━━━━━ Data listing

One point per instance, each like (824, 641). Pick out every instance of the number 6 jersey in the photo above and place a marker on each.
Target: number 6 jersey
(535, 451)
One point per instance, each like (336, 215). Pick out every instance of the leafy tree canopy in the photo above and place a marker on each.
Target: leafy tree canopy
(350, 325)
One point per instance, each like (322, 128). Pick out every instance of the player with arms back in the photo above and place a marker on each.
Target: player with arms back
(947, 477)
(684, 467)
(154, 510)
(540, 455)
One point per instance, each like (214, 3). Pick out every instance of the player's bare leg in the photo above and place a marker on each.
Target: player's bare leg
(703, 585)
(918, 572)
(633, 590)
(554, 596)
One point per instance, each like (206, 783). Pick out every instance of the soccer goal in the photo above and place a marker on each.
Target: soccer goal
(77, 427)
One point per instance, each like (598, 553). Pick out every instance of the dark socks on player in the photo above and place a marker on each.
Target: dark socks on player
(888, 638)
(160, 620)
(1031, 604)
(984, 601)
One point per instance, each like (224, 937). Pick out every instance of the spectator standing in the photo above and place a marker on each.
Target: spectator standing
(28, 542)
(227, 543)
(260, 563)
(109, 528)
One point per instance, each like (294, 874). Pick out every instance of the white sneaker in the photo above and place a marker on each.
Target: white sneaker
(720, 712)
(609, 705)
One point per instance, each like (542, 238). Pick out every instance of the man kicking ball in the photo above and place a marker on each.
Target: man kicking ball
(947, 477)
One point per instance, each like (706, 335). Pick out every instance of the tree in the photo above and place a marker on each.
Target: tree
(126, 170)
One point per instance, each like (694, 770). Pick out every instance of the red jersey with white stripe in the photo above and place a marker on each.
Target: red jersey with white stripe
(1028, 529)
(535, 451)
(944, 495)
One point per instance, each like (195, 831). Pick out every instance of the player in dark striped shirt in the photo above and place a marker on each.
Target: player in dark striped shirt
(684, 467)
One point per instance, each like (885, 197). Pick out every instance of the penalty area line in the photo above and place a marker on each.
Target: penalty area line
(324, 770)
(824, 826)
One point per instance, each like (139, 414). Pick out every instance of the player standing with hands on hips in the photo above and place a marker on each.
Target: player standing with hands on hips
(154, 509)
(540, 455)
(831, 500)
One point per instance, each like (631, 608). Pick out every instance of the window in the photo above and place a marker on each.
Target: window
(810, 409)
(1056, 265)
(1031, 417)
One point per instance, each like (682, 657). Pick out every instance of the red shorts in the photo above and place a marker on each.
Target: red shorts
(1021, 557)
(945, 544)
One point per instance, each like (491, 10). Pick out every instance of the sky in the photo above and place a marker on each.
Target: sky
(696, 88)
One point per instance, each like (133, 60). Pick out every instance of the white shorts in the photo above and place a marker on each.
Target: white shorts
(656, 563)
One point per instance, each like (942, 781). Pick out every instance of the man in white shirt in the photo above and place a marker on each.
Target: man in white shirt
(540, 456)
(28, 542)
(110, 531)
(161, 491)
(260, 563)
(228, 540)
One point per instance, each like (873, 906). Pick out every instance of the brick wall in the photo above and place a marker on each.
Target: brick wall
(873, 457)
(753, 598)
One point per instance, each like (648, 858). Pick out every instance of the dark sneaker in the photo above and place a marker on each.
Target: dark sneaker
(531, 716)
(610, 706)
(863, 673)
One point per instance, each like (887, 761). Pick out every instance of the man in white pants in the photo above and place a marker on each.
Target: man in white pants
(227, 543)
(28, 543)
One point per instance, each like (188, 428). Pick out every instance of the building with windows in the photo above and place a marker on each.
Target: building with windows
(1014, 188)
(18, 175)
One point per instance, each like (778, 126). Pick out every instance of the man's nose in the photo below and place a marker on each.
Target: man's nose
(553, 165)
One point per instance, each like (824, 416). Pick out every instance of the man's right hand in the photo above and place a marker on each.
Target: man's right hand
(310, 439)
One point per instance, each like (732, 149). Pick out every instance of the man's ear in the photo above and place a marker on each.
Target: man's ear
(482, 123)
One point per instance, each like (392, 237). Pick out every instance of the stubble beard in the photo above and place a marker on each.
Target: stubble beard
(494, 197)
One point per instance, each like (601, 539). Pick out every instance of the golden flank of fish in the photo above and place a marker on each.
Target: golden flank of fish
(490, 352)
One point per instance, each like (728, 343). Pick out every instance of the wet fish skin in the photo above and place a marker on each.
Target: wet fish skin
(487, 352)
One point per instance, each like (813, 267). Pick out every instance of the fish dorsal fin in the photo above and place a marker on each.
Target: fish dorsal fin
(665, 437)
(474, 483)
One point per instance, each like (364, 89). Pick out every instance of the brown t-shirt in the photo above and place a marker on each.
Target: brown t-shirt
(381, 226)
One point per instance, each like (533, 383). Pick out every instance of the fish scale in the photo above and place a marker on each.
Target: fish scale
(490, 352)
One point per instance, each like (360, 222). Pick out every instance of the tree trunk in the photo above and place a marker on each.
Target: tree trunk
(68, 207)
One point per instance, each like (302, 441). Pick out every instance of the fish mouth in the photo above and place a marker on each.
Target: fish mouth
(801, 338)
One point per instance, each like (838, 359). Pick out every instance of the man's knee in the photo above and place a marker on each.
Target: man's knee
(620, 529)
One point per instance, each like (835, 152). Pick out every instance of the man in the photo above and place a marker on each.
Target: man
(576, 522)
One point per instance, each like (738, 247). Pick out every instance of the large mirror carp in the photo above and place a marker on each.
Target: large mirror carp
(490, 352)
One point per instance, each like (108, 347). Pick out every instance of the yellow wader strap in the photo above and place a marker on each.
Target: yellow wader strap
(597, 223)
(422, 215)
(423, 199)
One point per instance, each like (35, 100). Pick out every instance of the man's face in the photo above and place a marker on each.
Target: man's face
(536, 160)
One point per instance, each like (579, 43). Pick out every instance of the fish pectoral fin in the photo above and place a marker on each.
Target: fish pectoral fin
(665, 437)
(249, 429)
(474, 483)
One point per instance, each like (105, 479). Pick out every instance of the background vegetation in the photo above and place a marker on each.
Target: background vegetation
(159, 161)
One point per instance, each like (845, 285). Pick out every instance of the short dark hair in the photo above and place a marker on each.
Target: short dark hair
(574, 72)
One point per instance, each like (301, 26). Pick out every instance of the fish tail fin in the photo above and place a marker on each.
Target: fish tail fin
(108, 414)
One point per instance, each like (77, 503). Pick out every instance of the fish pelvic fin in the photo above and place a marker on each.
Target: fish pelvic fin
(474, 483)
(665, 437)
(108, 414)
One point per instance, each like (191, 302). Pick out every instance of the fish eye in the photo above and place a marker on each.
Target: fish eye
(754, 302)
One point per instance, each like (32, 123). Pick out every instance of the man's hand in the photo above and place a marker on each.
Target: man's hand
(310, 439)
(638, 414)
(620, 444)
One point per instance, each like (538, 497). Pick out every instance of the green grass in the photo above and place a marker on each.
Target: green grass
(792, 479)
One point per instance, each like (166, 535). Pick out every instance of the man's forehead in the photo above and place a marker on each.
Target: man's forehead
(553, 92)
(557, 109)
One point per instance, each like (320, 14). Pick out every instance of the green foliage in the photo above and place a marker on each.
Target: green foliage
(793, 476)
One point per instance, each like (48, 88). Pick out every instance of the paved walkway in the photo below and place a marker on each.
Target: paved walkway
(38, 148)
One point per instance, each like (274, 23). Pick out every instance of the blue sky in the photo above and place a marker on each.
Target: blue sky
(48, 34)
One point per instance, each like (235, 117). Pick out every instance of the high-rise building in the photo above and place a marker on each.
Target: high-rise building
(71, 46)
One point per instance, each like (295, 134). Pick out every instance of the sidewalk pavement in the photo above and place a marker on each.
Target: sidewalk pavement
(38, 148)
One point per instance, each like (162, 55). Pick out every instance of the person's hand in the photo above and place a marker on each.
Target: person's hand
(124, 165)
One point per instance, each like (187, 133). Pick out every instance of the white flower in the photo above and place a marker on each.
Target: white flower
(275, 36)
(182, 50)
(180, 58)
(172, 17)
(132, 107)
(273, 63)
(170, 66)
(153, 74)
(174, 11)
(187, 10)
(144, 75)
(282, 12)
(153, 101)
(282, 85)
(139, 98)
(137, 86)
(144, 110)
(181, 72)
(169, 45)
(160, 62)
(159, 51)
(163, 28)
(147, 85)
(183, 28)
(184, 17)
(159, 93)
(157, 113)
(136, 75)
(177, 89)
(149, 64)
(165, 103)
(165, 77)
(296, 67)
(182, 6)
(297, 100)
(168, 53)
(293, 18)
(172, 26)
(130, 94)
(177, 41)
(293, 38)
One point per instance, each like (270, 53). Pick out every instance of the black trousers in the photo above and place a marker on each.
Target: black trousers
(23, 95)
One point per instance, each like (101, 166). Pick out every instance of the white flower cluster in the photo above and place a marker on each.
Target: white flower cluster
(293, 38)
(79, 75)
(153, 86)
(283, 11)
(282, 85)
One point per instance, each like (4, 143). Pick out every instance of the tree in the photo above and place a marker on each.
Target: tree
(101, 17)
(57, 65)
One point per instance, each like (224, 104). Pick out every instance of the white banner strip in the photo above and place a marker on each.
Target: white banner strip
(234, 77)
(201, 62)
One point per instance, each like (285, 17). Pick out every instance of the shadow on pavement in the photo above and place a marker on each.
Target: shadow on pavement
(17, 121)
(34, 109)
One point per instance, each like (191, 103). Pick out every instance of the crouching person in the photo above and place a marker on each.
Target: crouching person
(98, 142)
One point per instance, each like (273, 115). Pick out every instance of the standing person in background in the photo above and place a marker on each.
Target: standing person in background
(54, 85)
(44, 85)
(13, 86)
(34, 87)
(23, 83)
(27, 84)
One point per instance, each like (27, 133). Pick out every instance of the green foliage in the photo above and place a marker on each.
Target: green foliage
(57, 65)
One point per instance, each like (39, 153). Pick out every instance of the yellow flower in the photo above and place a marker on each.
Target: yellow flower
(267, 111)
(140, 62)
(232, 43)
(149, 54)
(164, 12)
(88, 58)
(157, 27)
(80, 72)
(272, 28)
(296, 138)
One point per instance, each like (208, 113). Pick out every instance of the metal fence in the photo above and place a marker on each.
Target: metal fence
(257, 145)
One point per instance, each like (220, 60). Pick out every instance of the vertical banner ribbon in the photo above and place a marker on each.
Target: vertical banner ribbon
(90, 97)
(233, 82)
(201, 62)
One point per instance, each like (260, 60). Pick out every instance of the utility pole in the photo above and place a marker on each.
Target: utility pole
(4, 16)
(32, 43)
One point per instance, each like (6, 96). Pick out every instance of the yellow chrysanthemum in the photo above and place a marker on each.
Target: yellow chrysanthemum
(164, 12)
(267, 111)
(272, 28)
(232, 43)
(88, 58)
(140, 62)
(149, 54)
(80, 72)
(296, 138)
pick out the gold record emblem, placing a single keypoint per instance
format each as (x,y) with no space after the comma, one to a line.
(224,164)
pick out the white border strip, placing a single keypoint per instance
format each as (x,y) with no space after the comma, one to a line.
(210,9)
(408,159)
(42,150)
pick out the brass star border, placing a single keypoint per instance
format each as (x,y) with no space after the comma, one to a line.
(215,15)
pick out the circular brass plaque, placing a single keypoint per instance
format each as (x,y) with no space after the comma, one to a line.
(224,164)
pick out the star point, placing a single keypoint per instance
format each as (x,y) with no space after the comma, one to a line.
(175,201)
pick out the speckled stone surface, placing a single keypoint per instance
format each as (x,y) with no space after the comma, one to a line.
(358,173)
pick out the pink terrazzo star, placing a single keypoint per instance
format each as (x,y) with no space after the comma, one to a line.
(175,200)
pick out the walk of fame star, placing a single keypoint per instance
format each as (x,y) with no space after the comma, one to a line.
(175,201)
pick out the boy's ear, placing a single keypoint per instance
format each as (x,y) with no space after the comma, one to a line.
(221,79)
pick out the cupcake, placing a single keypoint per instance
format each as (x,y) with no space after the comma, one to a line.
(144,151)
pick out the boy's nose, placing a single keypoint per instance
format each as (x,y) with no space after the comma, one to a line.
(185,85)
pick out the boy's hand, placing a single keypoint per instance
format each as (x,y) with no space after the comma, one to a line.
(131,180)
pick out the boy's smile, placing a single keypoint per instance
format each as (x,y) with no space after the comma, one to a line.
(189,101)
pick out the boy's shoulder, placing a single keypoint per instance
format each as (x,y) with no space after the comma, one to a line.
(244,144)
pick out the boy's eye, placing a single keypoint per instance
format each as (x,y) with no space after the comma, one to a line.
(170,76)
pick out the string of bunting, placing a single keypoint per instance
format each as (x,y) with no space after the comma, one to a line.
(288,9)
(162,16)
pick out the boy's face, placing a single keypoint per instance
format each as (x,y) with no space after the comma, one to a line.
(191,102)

━━━━━━━━━━

- Work instructions
Each line from the one with "pick out the walk" through the last line of the records must be written out word for word. Include nothing else.

- Solution to this exercise
pick out the walk of fame star, placing a single keypoint per instance
format each as (x,y) with no space after the comma, one to a line.
(175,201)
pick out the boy's ear, placing a single keypoint per instance
format each as (x,y) with no space after the comma, one to a line.
(221,79)
pick out the cupcake, placing a single keypoint per instance
format each as (x,y) with no space after the comma, one to a line.
(144,151)
pick out the boy's nose, placing a single keypoint per instance
format each as (x,y) with no space after the comma, one to a line.
(185,85)
pick out the boy's hand, placing a single keypoint per instance
format each as (x,y) with no space after the comma, one to a line.
(131,180)
pick out the boy's smile, placing a single keypoint per instance
format each as (x,y) with no space after the comma, one to a line.
(189,101)
pick out the boy's shoulder, placing a single keypoint per instance
format each as (x,y) with no space after the comma, one to a line.
(244,144)
pick out the boy's eye, placing a single keypoint per instance
format each as (x,y) with no space after the comma, one to a line.
(170,76)
pick out the string of bunting, placing a single keypoint per instance
format each as (x,y) with no space after the comma, one to a line.
(288,9)
(162,16)
pick out the boy's face, placing a single keypoint per instance
format each as (x,y) with no space after the comma, one to a line.
(191,102)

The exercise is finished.